* START Given information *

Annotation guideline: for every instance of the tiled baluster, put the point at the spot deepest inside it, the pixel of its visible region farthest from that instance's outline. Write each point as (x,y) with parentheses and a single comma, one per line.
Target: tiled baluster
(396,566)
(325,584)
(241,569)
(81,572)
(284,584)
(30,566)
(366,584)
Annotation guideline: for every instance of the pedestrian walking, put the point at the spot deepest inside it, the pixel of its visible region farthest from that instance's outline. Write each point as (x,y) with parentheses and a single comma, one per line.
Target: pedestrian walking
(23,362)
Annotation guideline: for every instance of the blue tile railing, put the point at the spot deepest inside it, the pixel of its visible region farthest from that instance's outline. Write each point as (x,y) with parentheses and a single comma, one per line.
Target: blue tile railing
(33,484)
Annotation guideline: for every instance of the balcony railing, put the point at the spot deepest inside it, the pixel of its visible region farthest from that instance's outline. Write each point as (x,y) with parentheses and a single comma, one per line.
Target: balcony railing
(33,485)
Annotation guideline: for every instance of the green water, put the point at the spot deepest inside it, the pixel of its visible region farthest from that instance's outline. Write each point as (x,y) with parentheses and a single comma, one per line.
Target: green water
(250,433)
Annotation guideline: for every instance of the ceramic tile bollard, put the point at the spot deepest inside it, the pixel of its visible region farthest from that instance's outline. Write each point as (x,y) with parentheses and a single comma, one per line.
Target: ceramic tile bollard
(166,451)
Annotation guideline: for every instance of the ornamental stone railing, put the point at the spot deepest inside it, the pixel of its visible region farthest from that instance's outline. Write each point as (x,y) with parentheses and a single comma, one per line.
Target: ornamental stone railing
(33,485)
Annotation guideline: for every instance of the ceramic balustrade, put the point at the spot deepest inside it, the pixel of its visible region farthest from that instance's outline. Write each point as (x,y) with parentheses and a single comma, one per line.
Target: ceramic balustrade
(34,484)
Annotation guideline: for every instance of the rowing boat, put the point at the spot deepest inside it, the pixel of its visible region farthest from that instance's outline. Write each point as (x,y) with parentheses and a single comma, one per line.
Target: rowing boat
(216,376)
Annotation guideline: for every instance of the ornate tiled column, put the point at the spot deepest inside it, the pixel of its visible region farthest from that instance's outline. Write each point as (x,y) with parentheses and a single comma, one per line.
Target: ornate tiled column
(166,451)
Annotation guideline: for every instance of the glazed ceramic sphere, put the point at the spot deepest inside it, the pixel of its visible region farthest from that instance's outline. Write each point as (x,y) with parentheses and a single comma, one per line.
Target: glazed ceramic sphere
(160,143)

* END Given information *

» **Challenge**:
Copy out every one of the rows above again, word for word and in their original order.

» **Output of the task**:
Annotation guideline: for every instance of the tiled baluster, put the point at the spot deepest inside it, the pixel of its visible region farthest from that instance's outline. Write each point as (x,y) with parentheses and a single comma, one per line.
Target: tiled baluster
(396,566)
(325,584)
(241,569)
(81,572)
(284,584)
(30,566)
(366,584)
Annotation guideline: for every instance of the pedestrian walking, put the point at the spot deepest inside it, the pixel of its visible region farthest from that instance's outline. Write each point as (x,y) with parentheses and a single comma, one per line.
Target: pedestrian walking
(23,362)
Annotation guideline: for every instance of the blue tile railing, put the point at the spot deepest inside it, the pixel of its visible region farthest from that instance's outline. Write each point as (x,y) with parentheses and a single comma, one per line.
Target: blue tile railing
(33,484)
Annotation guideline: for every instance of the balcony railing, put the point at the spot deepest inside it, the pixel of its visible region farthest from that instance's outline. Write each point as (x,y) with parentheses and a single comma, one per line.
Target: balcony railing
(33,485)
Annotation guideline: for every instance of the green water, put the point at the spot deepest inside it, the pixel of its visible region farthest from that instance's outline. Write each point as (x,y) with parentheses and a single comma, one per line.
Target: green water
(250,433)
Annotation guideline: for every instance of the ceramic tile bollard, put the point at the spot deepest inside it, the pixel of its visible region farthest from that instance's outline. Write each point as (x,y) with parentheses and a single comma, one per line.
Target: ceramic tile bollard
(166,451)
Annotation guideline: for every instance of the ornamental stone railing, put the point at the spot deepest inside it, the pixel of its visible region farthest from that instance's outline. Write each point as (x,y) with parentheses and a single comma, one per line.
Target: ornamental stone railing
(33,485)
Annotation guideline: for every instance of the ceramic balustrade, put the point at the spot deepest inside it, the pixel of its visible region farthest from that instance's outline. Write each point as (x,y) with parentheses and a single comma, one per line.
Target: ceramic balustrade
(34,484)
Annotation guideline: for every instance of the rowing boat, put the point at the spot deepest inside it, the pixel of its visible region farthest from that instance's outline. Write each point as (x,y) with parentheses and a single comma, one per line.
Target: rowing boat
(216,376)
Annotation guideline: for every instance of the ornate tiled column, put the point at the spot deepest inside it, the pixel of its visible region farthest from that instance's outline. Write each point as (x,y) with parentheses and a single comma, one per line.
Target: ornate tiled column
(166,451)
Annotation guideline: for every instance of the glazed ceramic sphere, put the point at the spot deepest inside it, the pixel of its visible region farthest from that instance's outline. Write each point as (x,y) with parentheses and a single comma, one per line.
Target: glazed ceramic sphere
(160,143)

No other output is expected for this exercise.